-- Start DATA FOR PROCESSING --

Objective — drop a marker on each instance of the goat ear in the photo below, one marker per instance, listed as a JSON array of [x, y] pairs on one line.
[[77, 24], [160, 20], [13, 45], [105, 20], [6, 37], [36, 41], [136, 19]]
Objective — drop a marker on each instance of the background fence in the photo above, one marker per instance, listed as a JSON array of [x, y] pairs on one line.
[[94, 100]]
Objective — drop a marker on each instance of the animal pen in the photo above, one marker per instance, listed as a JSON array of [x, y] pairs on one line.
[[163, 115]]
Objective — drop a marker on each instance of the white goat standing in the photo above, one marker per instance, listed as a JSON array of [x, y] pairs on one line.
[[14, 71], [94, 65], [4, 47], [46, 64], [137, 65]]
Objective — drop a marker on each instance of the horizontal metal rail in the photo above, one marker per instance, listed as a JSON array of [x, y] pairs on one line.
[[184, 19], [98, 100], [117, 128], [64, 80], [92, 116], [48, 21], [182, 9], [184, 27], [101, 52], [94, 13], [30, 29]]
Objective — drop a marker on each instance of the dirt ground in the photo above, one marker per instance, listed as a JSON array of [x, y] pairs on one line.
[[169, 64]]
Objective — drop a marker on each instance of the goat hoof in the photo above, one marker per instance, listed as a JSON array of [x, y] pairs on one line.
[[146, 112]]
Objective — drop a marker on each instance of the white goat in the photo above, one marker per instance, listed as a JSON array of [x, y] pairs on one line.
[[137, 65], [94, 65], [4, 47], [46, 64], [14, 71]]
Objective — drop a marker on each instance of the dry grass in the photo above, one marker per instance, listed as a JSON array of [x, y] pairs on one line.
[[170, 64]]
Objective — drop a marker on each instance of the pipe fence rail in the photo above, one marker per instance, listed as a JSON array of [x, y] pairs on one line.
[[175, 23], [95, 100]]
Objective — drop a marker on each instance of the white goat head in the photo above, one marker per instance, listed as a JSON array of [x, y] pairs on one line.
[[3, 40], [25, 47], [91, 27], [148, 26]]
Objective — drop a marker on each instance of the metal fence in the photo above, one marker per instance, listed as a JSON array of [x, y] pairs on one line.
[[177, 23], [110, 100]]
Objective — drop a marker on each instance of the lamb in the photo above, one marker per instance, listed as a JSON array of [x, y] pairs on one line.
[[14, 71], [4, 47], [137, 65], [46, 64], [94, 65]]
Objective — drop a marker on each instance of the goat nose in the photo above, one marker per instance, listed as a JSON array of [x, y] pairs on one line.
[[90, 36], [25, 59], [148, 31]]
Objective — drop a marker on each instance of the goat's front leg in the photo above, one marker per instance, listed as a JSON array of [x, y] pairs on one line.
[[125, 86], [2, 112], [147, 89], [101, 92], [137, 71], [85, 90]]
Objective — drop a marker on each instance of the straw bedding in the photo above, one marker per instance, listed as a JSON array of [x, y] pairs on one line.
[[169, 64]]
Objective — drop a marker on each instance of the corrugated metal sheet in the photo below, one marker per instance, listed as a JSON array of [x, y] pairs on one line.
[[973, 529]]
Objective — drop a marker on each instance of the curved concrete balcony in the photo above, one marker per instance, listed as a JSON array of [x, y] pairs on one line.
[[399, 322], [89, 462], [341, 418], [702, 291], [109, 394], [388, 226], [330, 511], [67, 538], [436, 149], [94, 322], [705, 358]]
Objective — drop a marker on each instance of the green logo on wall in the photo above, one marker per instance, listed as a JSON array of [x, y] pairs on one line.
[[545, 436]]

-- End DATA FOR PROCESSING --

TO DO:
Copy out every item above word for word, keeping them in their original order.

EXERCISE OUTPUT:
Objective — drop a marker on each instance of the goat ear in the photo below, one marker per instance, listed as a JSON array of [x, y] pairs on one line.
[[77, 24], [160, 20], [13, 45], [105, 20], [6, 37], [36, 41], [136, 19]]
Objective — drop a marker on each instance of the background fence in the photo above, one marker per instance, listed as a JSON array of [x, y] pairs on one line.
[[94, 100]]
Objective — drop a marker on each instance of the animal pen in the photo above, one marker per instance, listed as a JSON array of [x, y] pairs on one line.
[[163, 115]]
Objective — drop a marker on each instance of the white goat standing in the photo above, one marker per instance, listed as a JSON array of [x, y] pairs on one line.
[[14, 71], [94, 65], [4, 47], [46, 64], [137, 65]]
Objective — drop a marker on each instance of the horizontal metal rail in the photo above, one marker per instance, listed as a JSON array of [x, y] pairs on one line.
[[184, 19], [98, 100], [117, 128], [64, 80], [92, 116], [48, 21], [182, 9], [184, 27], [101, 52], [94, 13], [30, 29]]
Objective — drop a marker on each instance of the dirt ground in the photo above, one marker per instance, listed as a JSON array of [x, y] pairs on one line.
[[169, 64]]
Objective — drop a marker on each instance of the goat hoof in the photo above, one marker per instance, listed as a JSON array of [x, y] pairs on one line.
[[146, 112]]
Objective — drop a marker on each instance of the white goat in the photo above, one marker per instance, listed as a JSON array of [x, y] pairs on one line.
[[137, 65], [94, 65], [4, 47], [46, 64], [14, 71]]
Objective — drop a marker on each instance of the dry grass in the photo above, one marker per instance, listed as a JSON array of [x, y] pairs on one line.
[[170, 64]]
Objective — drop a marker on each instance of the pipe fence rail in the photo above, one marker per instance, listed as a JSON array of [x, y] pairs on one line.
[[175, 23], [95, 100]]
Objective — drop a marker on each instance of the white goat head in the photo above, one marker per instance, listed as a JSON array of [x, y] pairs on one line.
[[3, 40], [25, 47], [91, 27], [148, 26]]
Objective — drop a marker on each instance of the metal fence in the photo above, one marker per instance, listed as a JSON array of [x, y] pairs on one line.
[[177, 23], [110, 100]]
Objective — drop a marker on each instance of the lamb in the photo above, one marker per instance, listed as a JSON array of [x, y] pairs on one line.
[[14, 71], [4, 47], [137, 65], [46, 64], [94, 65]]
Objective — drop a marker on each instance of the goat nose in the photo above, one marker per instance, listed as a JSON array of [x, y] pairs on one line.
[[90, 36], [25, 59], [148, 31]]
Objective — drop a marker on each instance of the goat's front leg in the photo above, one marker per instance, listed as a JSON array of [x, y] pairs on one line.
[[125, 86], [2, 112], [147, 89], [101, 92], [137, 71], [85, 90]]
Objective — drop a marker on each instance of the straw bedding in the photo above, one marker per instance, listed as a JSON array of [x, y] pairs on one line.
[[169, 64]]
Objective — drop a marker on each instance of the corrugated metal sheet in the photo below, one marker per instance, listed as a JSON array of [x, y] pairs on one line.
[[973, 529]]
Objective — drop a marker on each instance of the curved concrete balcony in the photo above, one marker per instance, listed as a JSON array of [x, y] pairs on one line.
[[399, 322], [89, 462], [341, 418], [702, 291], [109, 394], [388, 226], [330, 511], [67, 538], [436, 149], [94, 322], [705, 358]]
Objective — drop a marker on each instance of the green logo on wall in the photo above, one marker per instance, listed as a JSON array of [x, y] pairs on one line.
[[545, 436]]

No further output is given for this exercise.